_Supplied data:_
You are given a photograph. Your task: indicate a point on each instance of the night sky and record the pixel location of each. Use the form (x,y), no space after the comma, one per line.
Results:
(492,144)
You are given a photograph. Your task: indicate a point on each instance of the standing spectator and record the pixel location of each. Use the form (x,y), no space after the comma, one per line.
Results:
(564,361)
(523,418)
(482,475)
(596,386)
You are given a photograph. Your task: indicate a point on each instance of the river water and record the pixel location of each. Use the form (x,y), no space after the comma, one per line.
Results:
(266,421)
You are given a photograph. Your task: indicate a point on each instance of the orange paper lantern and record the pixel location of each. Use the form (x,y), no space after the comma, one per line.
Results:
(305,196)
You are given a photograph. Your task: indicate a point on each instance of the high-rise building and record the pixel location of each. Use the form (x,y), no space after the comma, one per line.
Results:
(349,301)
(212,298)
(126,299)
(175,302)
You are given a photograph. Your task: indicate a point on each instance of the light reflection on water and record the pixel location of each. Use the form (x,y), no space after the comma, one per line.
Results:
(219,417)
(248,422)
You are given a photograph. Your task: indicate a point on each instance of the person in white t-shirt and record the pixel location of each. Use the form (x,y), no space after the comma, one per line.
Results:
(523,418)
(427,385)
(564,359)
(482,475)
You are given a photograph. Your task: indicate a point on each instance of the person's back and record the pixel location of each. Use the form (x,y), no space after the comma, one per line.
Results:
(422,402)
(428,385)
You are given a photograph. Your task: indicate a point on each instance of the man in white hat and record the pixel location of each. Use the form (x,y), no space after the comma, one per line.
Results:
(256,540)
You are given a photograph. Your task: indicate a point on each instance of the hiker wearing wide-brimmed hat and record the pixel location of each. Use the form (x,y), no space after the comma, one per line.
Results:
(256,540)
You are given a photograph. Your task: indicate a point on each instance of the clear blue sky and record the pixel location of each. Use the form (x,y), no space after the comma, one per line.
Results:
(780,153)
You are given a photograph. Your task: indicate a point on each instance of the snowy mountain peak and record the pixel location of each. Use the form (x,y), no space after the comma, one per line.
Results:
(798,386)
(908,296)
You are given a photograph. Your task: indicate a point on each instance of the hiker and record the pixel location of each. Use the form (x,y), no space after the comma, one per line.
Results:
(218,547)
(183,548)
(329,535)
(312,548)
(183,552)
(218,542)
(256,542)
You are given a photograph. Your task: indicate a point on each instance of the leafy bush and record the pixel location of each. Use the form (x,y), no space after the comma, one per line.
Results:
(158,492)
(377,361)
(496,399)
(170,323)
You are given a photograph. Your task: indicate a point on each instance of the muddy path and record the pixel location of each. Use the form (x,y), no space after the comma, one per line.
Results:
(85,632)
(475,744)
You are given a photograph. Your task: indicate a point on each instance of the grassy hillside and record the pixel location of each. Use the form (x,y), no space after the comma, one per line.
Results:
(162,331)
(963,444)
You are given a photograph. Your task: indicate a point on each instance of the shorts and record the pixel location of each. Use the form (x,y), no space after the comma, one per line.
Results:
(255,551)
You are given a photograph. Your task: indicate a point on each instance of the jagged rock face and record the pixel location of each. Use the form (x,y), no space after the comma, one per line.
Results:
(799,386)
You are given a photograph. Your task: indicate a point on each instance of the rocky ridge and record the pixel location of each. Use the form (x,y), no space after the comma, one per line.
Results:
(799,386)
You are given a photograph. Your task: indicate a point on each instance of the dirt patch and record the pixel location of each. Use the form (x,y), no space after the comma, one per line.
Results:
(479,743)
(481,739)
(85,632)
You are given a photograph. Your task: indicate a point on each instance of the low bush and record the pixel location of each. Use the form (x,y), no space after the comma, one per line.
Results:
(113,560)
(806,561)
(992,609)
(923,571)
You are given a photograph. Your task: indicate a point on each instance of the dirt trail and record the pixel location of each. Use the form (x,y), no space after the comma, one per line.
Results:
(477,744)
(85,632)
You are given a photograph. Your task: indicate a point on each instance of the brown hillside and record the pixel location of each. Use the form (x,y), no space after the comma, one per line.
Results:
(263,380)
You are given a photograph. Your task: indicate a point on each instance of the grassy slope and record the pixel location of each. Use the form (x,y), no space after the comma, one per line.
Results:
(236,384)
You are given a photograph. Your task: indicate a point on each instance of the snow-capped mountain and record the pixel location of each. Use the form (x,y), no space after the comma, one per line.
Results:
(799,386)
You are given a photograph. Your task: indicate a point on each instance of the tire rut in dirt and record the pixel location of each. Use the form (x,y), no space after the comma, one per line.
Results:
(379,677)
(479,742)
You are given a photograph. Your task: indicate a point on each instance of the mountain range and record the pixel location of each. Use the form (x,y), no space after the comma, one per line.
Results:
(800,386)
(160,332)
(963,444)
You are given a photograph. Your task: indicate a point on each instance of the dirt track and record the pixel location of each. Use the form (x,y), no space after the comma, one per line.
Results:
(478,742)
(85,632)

_Aim of the task:_
Every record should be repeated exactly; please leave none out.

_Exercise output:_
You are given a photograph. Your task: indicate a point on each instance of the night sky and record the pixel location of each. Use the form (x,y), no space after the comma, one per line.
Results:
(492,144)
You are given a photograph. Your task: indicate a point on each instance of the standing spectator and record the pixel location of each. Use the form (x,y), no space after the comma, one per line.
Results:
(564,361)
(523,418)
(482,475)
(596,386)
You are given a photograph. Your task: indicate a point on each instance of the river water and record the pixel location of each. Use the form (x,y), no space after the comma, one per line.
Results:
(266,421)
You are given a photograph. Your task: indicate a point on each instance of the orange paper lantern and record the pixel location of each. Use the form (x,y), no space after the comma, one per line.
Results:
(305,196)
You are given a photograph. Your task: indicate a point on each instance of the high-rise building and record the pixel location of each. Use the form (x,y), no space after the comma, one per line.
Results:
(349,301)
(212,298)
(126,299)
(175,302)
You are given a photograph. Your task: indicate a point on each instance of the light reflection on water and record the pixel location of each. Use the form (x,y), no space after the comma, one per line.
Results:
(219,417)
(248,422)
You are given a photograph. Your task: indicate a point on each instance of the person in white t-shirt and record the pixel location of each. Use the form (x,y), no space after the comma, one per line.
Results:
(523,418)
(427,385)
(564,359)
(482,475)
You are given a photograph. Your task: indicate a point on each instance of the person's back and record the pixel location of each. Use the form (x,y), no space after the comma, one per line.
Results:
(422,402)
(428,385)
You are given a photograph. Your task: indicate a point on each instance of the man in white hat and record the pixel location of each. Use the form (x,y), no space after the comma, one per line.
Results:
(256,540)
You are given a photograph. Your task: indicate a point on each instance of the hiker wearing wide-brimmed hat and record the pixel location of each. Use the form (x,y), no space after the comma, one per line.
Results:
(256,540)
You are given a photograph. Your task: indicate a point on each instance of the clear blue sky and record the pixel location of each. Use the form (x,y), no space after the comma, one per line.
Results:
(780,153)
You are given a photograph. Your task: indicate a point on each instance of the snowy mountain peak and record the pixel location of each. Use the form (x,y), no space after the comma, one per line.
Results:
(798,386)
(908,296)
You are given a photograph. Your task: indicate a point on each instance of the hiker and record the pixel location of each. Use the form (x,y), no space after the comma, one per line.
Results:
(218,547)
(183,548)
(329,535)
(312,548)
(183,552)
(218,542)
(256,542)
You are given a photograph. Your task: indicate a point on each instance of the leafy bush and record the pixel location of each. Use the form (x,y), no space after the comma, one per line.
Results:
(158,492)
(377,361)
(496,399)
(170,323)
You are given a photograph. Your task: indicate a point on each instance of the muddy path and record the pixel location of each. Use the form (x,y), no space after the comma, one per line.
Results:
(85,632)
(475,744)
You are given a photograph. Your task: indicate a point on each instance of the grassy hillside and record the pixel location of each. Use the form (x,y), no space after the comma, one per line.
Results:
(162,331)
(963,444)
You are given a photograph. Your task: indicate a point on each instance of the shorts and record the pixel location of each. Use the form (x,y), no space after the comma, one per line.
Results:
(255,551)
You are given a photograph. Your task: indicate a point on each instance of the jagged rock face and record the pixel location of each. Use the form (x,y), no space after the comma, one per line.
Results:
(799,386)
You are given a photograph. Your task: indicate a point on each instance of the rocky ridge and record the pixel location of each. Use the form (x,y), no space after the comma, one per line.
Results:
(799,386)
You are given a photograph. Your task: indicate a point on each instance of the dirt patch and record the pixel location of each. Use the form (x,y), no space after the comma, one per line.
Results:
(479,743)
(481,739)
(85,632)
You are given a photograph. Your task: indicate a point on each instance of the low bush and record the pixel location of each. Use the form (x,y), no space after the comma, one per line.
Results:
(113,560)
(806,561)
(992,609)
(923,571)
You are given a photograph. Your task: indicate a point on each instance of the dirt trail and record the pixel location of each. Use the form (x,y), no space after the comma, one per line.
Results:
(477,744)
(85,632)
You are given a photograph. Your task: indicate a point on each instance of the brown hillside and record the pixel location of each. Use the form (x,y), no space after the comma, one per line.
Results:
(263,380)
You are given a photograph. Your task: indicate a point on each instance of the grassy slope and record the pixel location of each. Use the form (x,y), no space after the comma, one per line.
Results:
(236,384)
You are given a photograph. Your task: indicate a point on each instance of the snow-capped mountain and record the pixel location of each. Use the form (x,y), no space after the comma, one per line.
Results:
(799,386)
You are given a photograph. Your task: indicate a point on each instance of the tire rut in dirt and record the pixel location of each. Use the form (x,y), no space after the comma, one per line.
Results:
(379,677)
(479,742)
You are given a photograph. Your task: indicate a point on each instance of the mountain range and record the pixel location of each. Use the form (x,y), no space after the comma, one per line.
Results:
(800,386)
(160,332)
(963,444)
You are given a photograph. Your task: indicate a point on each instance of the dirt track and record the pixel location of each. Use the form (x,y), no space after the comma, one per line.
Results:
(478,742)
(85,632)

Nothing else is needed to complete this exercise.